## WORK INSTRUCTION:
The whole listing needs retyping exactly; keep the pictures out of it.

## DATASET CONTENT:
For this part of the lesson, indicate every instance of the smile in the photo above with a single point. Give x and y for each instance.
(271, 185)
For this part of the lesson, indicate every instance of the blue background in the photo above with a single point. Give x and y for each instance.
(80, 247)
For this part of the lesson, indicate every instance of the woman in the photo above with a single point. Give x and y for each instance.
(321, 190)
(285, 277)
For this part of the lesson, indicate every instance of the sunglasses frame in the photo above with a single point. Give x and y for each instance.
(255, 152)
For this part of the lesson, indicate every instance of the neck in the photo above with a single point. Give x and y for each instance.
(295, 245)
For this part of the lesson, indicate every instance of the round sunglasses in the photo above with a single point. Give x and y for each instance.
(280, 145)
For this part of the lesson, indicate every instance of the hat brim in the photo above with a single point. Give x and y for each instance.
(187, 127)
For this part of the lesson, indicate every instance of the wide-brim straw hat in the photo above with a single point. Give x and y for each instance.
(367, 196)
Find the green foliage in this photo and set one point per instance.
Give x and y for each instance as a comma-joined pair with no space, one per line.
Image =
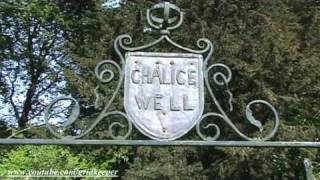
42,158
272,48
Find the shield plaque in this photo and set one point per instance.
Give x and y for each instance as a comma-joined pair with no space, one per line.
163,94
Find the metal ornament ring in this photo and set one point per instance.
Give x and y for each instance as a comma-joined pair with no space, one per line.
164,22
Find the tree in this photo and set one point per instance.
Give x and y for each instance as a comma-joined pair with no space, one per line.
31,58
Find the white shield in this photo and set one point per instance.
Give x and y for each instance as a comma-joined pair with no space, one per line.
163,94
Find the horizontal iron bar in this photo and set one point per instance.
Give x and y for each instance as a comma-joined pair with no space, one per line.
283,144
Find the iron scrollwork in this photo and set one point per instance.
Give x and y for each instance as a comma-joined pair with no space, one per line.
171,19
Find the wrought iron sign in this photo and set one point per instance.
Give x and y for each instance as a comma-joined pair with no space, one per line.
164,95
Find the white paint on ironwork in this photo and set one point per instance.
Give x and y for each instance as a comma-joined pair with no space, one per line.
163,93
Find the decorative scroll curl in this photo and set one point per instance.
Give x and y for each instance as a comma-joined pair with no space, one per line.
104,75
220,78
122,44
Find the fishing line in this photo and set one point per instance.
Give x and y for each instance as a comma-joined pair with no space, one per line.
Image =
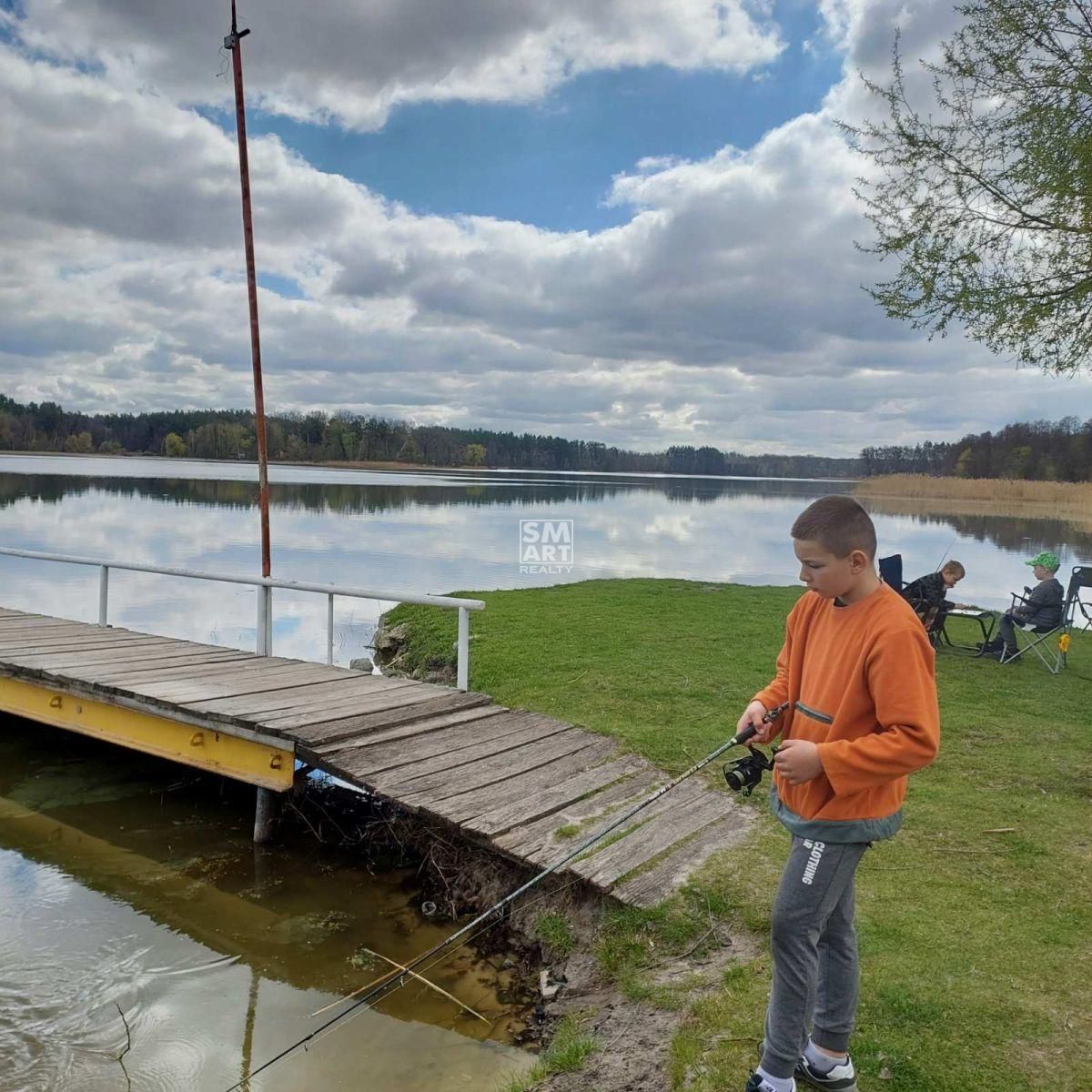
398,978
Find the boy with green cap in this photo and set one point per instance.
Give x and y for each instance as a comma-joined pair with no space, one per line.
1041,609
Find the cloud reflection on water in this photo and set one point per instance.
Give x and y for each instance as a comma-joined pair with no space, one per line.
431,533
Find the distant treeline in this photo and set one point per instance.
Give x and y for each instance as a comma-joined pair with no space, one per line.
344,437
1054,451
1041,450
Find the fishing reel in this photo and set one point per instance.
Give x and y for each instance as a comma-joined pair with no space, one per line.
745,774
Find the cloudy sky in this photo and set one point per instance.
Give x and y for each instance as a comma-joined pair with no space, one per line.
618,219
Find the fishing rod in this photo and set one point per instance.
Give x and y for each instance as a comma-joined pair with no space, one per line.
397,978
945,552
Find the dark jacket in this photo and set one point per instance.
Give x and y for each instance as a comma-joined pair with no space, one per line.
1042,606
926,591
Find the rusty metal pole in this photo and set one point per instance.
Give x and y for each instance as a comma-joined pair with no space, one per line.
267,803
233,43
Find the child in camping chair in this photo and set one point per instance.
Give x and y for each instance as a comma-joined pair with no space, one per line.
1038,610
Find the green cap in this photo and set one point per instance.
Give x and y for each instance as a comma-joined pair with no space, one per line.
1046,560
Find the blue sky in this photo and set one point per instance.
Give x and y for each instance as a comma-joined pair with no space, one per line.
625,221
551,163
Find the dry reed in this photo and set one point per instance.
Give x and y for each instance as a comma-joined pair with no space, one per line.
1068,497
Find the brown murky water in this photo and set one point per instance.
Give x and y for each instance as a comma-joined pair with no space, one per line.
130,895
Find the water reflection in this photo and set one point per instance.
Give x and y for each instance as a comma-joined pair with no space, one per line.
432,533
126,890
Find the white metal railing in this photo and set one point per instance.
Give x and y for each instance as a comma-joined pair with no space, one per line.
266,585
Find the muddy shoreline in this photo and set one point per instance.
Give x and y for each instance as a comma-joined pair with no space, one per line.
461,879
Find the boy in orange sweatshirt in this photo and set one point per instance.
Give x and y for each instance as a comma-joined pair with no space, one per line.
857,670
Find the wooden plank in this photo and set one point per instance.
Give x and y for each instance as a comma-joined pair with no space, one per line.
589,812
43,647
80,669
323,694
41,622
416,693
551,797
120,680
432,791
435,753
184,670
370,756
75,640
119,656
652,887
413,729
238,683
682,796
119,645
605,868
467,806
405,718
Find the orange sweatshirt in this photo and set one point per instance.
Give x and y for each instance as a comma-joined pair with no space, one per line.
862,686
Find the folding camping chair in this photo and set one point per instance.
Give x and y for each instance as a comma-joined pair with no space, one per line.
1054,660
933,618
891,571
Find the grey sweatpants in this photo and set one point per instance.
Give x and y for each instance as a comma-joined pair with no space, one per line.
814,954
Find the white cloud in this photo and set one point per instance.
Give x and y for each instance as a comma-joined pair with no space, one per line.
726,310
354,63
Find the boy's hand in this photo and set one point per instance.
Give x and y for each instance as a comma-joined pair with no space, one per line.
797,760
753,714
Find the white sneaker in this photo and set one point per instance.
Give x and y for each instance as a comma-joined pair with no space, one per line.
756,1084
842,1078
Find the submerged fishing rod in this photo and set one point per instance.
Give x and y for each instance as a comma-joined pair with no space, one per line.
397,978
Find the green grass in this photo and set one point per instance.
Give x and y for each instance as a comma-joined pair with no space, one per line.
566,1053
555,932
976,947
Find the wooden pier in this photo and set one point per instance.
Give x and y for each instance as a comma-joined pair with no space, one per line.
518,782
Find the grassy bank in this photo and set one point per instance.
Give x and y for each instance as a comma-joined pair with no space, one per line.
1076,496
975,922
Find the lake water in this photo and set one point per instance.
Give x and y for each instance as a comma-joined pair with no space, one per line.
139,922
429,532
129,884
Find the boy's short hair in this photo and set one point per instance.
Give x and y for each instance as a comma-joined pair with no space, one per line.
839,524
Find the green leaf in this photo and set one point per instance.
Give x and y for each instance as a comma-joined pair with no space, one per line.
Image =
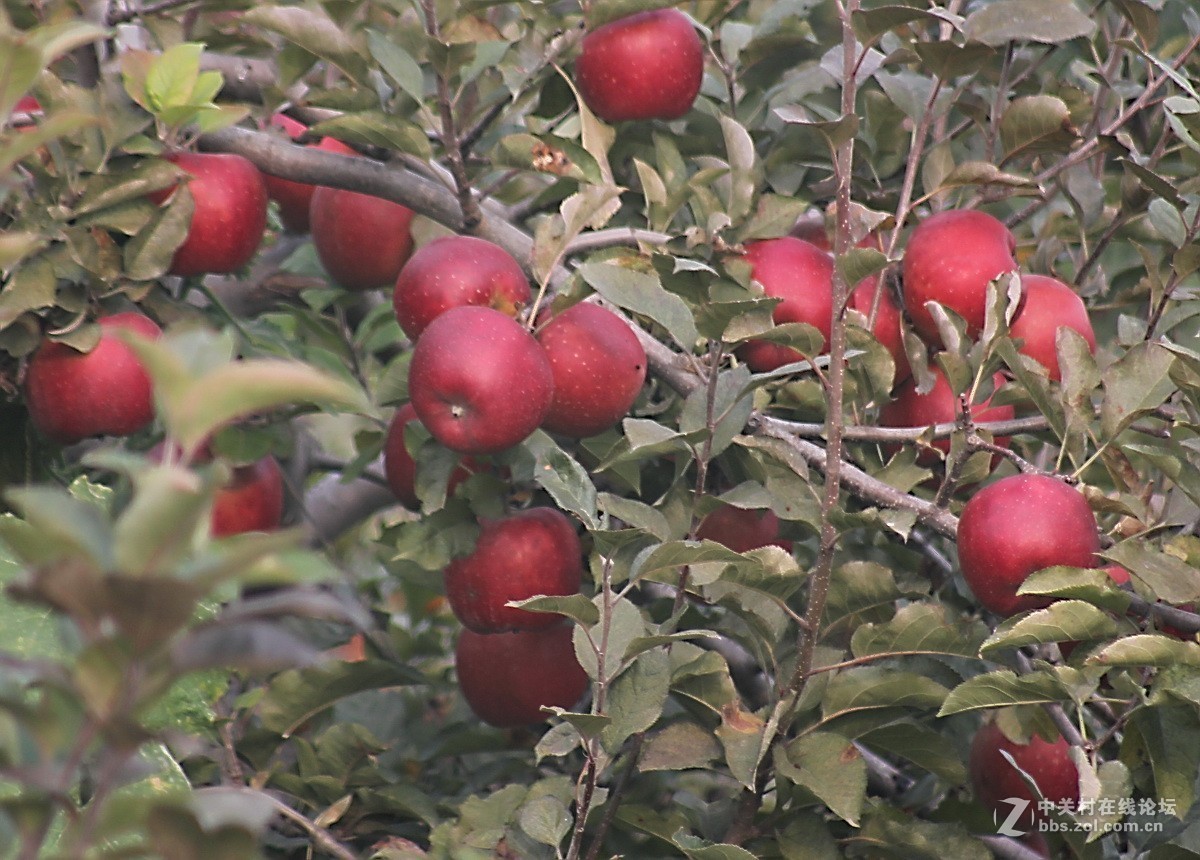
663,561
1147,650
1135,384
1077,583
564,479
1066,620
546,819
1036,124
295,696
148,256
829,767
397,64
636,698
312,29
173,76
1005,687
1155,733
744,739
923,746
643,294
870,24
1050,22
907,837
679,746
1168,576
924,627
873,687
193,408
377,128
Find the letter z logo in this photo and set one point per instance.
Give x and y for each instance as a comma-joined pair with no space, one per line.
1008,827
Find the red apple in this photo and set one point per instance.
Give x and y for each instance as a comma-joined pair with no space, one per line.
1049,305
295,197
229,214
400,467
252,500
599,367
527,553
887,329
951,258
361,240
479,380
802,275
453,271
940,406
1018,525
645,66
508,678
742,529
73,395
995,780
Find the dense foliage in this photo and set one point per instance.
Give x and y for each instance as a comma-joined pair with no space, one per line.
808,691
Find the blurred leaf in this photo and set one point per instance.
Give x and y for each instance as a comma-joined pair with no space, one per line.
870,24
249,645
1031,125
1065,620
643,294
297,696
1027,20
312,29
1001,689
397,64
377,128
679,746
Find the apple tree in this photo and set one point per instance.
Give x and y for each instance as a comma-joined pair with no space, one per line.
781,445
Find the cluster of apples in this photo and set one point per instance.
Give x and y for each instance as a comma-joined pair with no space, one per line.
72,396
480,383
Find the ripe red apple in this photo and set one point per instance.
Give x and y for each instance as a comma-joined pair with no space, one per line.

## ANSWER:
For this part of the lesson, indicate every instance of the smile in the photo above with a single point. Give x and y for each instance.
(271, 185)
For this part of the lesson, indicate every instance of the blue background in the photo above with a single point. Give x and y for each instance.
(80, 247)
For this part of the lesson, indicate every instance of the woman in the photo above with a single point. Give x and y for each instance.
(321, 190)
(285, 277)
For this part of the lesson, indicate every instance of the sunglasses frame in the photo above with a single point. Give x and y for each instance.
(255, 152)
For this part of the lesson, indicate every instance of the neck in the photo above with a single point. Give x and y for each instance.
(295, 245)
For this part of the lesson, indicate every instance of the round sunglasses in the photo above with a single point. Give x and y for each instance.
(280, 145)
For this part of the lesson, indicate every instance of the hat brim in the photo above with a single point. Give x and y for each instance.
(187, 127)
For this part of the lesson, indicate every instance of the wide-brim straw hat in the photo above with a single point. Give x and y for each instance.
(367, 196)
Find the green foliage in this photo and set one point per instance.
Give x and y for each instance as a comma-joined pair with no space, one per line.
Image =
42,158
272,48
Find the shield plaque in this photo and set one point per instance.
Give x and y for each instance as a comma-joined pair with no space, one per line.
163,94
Find the metal ornament ring in this photo and set one point per instance.
Give x and y for each instance as a comma-joined pair with no space, one per line.
164,22
Find the tree in this photo and set one point per instance.
Give x and y for each instance as a comma-joined pair with no space, one per line.
31,58
Find the white shield in this photo and set one point per instance.
Give x and y for each instance as a comma-joined pair with no space, one per line.
163,94
Find the horizontal iron bar in this photo and set one point per instance.
Give x and y for each instance as a comma-joined pair with no space, one per line.
283,144
Find the iron scrollwork in this photo and set one point per instance.
Give x and y for each instance as a comma-joined pair with no space, one per line.
171,19
Find the wrought iron sign in this photo and set one point per instance.
Give x and y for each instance as a comma-joined pair with no space, one per line.
164,95
Find the white paint on ironwork in this photo and set one point per instance.
Give x and y for each instance as a comma-joined pair with no space, one per line.
163,93
Find the decorative scroll curl in this photo and set one point per instance.
Give x and y for each instance as a comma-joined pair with no space, one per line.
104,75
220,78
122,44
Find the fishing line in this photo and set one point per instance.
Give x and y for each instance as a comma-joined pair with no space, one per line.
Image =
398,978
Find the boy with green cap in this photo and set one point per instance.
Give x and y for each instance as a comma-joined pair with no space, one per line.
1041,609
Find the cloud reflection on water in this photo and set one point per instance.
Give x and y for each instance as a comma-joined pair with no space, one per line.
431,533
Find the distant treeline in this photo and set one point per instance.
Give x and y for each instance as a comma-joined pair with no space, one per line.
344,437
1054,451
1041,450
Find the fishing reel in this photo and set one point per instance.
Give x and y for each instance as a comma-joined pair with no space, one per line.
745,774
Find the cloudy sky in this photo and set one point per instance.
Give x and y for each instance as a comma-joined pair with no space, one per line.
618,219
Find the fishing rod in this photo and set one point per instance.
Give x and y for each instance as a comma-joined pair with no space, one per line.
397,978
945,552
Find the dark jacket in this photo and set one point per instance.
Give x and y for each instance as a comma-joined pair with no space, one per line.
1042,606
926,591
Find the rusty metal pole in this photo and set one point per instance.
Give x and y for each instance as a comma-joined pair with no space, one per line.
267,803
233,43
Find the child in camping chair in this photo and set one point per instance.
Give x and y for each instance as a comma-joined pair with no space, one per line.
1038,610
Find the green cap in this photo and set one point per instance.
Give x and y for each instance as a comma-joined pair with no space, one per line.
1046,560
Find the blue sky in this photo and set one point per instance.
Give x and y for each instance as a comma-joined pair with no space, one per line.
625,221
551,163
Find the dry reed in this photo and set one point per instance.
Give x and y for each instance as a comma-joined pair with no space, one per line.
1068,497
Find the brown murky water in this photo and set one point per instance.
Give x and y for each instance as a comma-joined pair with no space, one per line.
130,895
Find the water reflection in this photo and set one point per instance.
Give x and y for each instance as a comma-joined pair with no space, one per line.
432,533
126,890
Find the white metal railing in this photo and set one point per instance.
Give x and y for each instance as a comma-joined pair with no space, one per line.
266,585
Find the muddy shoreline in this photo and set one point per instance.
Give x and y for each instance as a comma-joined pair with no space, one per line.
461,879
Find the boy in orange sweatshirt in this photo and set one point per instance.
Give x and y for each instance as a comma-joined pair with no space, one per line.
857,670
Find the wooden plank in this photo and set one point per instance.
Give x and y for each instance as a comma-joined pair with no space, one per line.
589,812
43,647
80,669
323,694
41,622
416,693
551,797
120,680
432,791
435,753
184,670
370,756
75,640
119,656
652,887
413,729
238,683
682,796
119,645
605,868
467,806
405,718
Find the orange sweatshirt in this photo and set one point per instance.
Give x and y for each instance as a comma-joined pair with no space, one per line.
862,686
Find the folding camping chair in this photo and set one point per instance.
Give x and y for each instance as a comma-joined pair with no space, one per line.
1054,660
933,618
891,571
Find the grey sweatpants in this photo and set one point per instance.
Give x and y for each instance as a comma-joined pair with no space, one per line.
814,954
Find the white cloud in this photo and set one point per instance.
Give x and y for each instance as a comma-joined pair with no space, one per line.
726,310
354,63
Find the boy's hand in this photo and set one point per instance.
Give x and y for each instance as a comma-joined pair with no space, one per line.
797,760
753,714
Find the white sneaker in this photo and set one point per instance.
Give x and y for each instance as a comma-joined pair with no space, one per line.
756,1084
842,1078
Find the submerged fishing rod in this photo and set one point per instance.
Give x and y for each instance as a comma-joined pair with no space, one per line.
397,978
Find the green grass in this photo and set one point per instance.
Give x and y for each instance as a comma-joined pair with no space, one per line.
566,1053
555,932
976,947
Find the wooden pier in this photo and set one point per instance.
Give x and y for each instance as a comma-joined pair with no space, one per line.
518,782
Find the grassy bank in this photo and set one point per instance.
Give x and y for each instance as a comma-joined pair with no space, one per line.
1076,496
975,922
Find the lake water in this photo and set one point per instance.
Give x and y for each instance as a comma-joined pair with no space, one per line.
139,922
429,532
129,884
Find the boy's short hair in this photo and set one point per instance.
Give x and y for each instance as a comma-joined pair with no space, one per line.
839,524
Find the green leaf in this photo and set one point per instance.
Give x and y for each instance as a comma-joined pair with no space, one per line.
Image =
663,561
1147,650
1135,384
1077,583
564,479
1066,620
546,819
1036,124
295,696
148,256
829,767
397,64
636,698
312,29
173,76
1005,687
1155,733
744,739
923,746
643,294
870,24
1050,22
907,837
679,746
1168,576
924,627
873,687
193,408
377,128
Find the letter z logo in this photo and set one point per instance.
Give x and y for each instance as a comma-joined pair with no space, one per line.
1008,827
Find the red apple in this photo and set one point per instance.
Give x and y for each instance as a comma-joined pair with no space, one per line.
1049,305
295,197
229,214
400,467
252,500
599,367
527,553
887,329
951,258
361,240
479,380
802,275
453,271
940,406
1018,525
645,66
508,678
742,529
73,395
995,780
Find the dense foliage in this photo and set one point per instance.
Give x and y for each instance as a comma-joined pair with no space, one per line.
808,691
Find the blurred leaf in this photo and set one point per instance.
Give x and y for each instance as a comma-joined pair with no space, one per line.
870,24
249,645
1031,125
1065,620
643,294
297,696
1027,20
312,29
1001,689
397,64
377,128
679,746
Find the apple tree in this photo and set one point per instance.
Give x and y for each instance as a comma-joined pair with no space, one per line.
781,445
Find the cluster of apples in this photo and set one point per instance.
Give x and y for each instance as a comma-joined pair with no space, one per line.
72,396
480,383
Find the ripe red apple in this photo and set one point per instance.
Give x and y for each instance as a comma-joined pair with no space, one per line.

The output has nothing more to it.